Exercise → Leave out any pictures and transcribe all other data below exactly.

Task inputs →
****************************************
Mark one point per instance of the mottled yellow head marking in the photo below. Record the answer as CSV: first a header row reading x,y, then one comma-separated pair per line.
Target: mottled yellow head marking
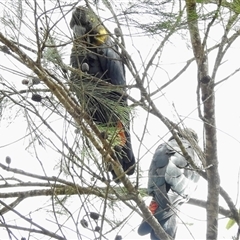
x,y
101,35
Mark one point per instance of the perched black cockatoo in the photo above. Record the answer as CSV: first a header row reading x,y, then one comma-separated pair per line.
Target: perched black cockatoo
x,y
171,182
99,83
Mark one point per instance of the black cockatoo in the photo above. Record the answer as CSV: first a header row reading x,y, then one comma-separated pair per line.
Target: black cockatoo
x,y
99,83
171,182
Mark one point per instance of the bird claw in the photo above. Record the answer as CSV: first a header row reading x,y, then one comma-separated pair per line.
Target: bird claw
x,y
104,135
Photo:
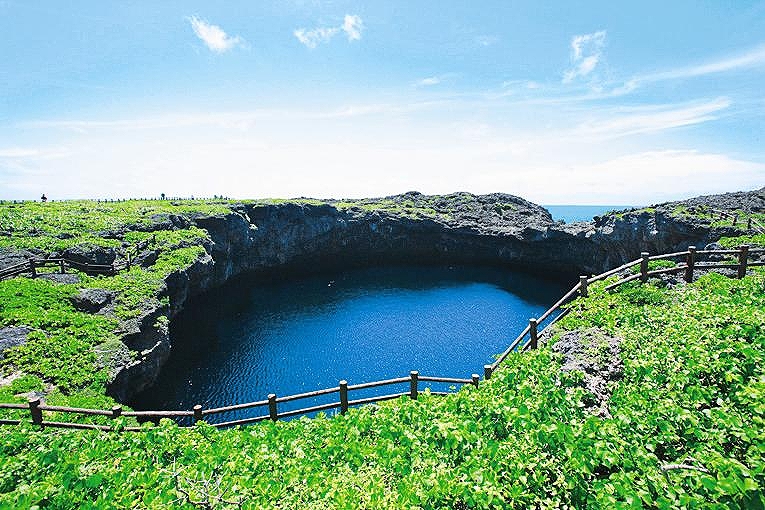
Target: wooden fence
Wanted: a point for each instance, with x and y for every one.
(691, 260)
(32, 264)
(750, 223)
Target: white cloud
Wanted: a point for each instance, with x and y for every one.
(312, 38)
(486, 40)
(753, 58)
(352, 26)
(426, 82)
(213, 36)
(586, 52)
(651, 118)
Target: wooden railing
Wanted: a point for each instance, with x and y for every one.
(36, 406)
(527, 339)
(750, 223)
(31, 265)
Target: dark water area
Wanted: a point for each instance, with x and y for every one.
(573, 213)
(254, 337)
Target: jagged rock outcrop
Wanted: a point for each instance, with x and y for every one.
****************************************
Written response →
Mark one point per instance of the mottled yellow head marking in the photo below. Record the answer as CSV: first a header row reading x,y, then one comma-separated pair per line.
Target: mottled yellow head marking
x,y
101,35
Mark one point per instance of the perched black cockatoo in the photo above. Record the answer as CSV: first a header row reading x,y, then one comma-separated pair per line.
Target: perched black cockatoo
x,y
171,182
99,83
Mark one point per instance of the black cockatoo in the photo above. Record the answer as CSV: first a header row reading x,y, then one comma-separated pair per line.
Target: black cockatoo
x,y
99,83
171,182
Mark one point per instance of the bird claw in the photo above. Record the answer as CSV: first a header row reading x,y, then one comma-separated pair per line.
Target: bird claw
x,y
104,135
Photo:
Target: wooden fence
Wanted: a point for each instance, with x and y for every one.
(691, 260)
(32, 264)
(750, 223)
Target: white cloud
Wanted: a point for each instance, with x and y for every one.
(312, 38)
(486, 40)
(753, 58)
(352, 26)
(426, 82)
(213, 36)
(586, 52)
(651, 118)
Target: wooden railing
Wanted: a point for each instance, with x and y for every one.
(36, 406)
(527, 339)
(750, 223)
(31, 265)
Target: dark water area
Wanted: a point for each instance, with x and y for every one.
(573, 213)
(254, 337)
Target: jagged rock outcrop
Wanted: a point for each instance, with x and y for every one.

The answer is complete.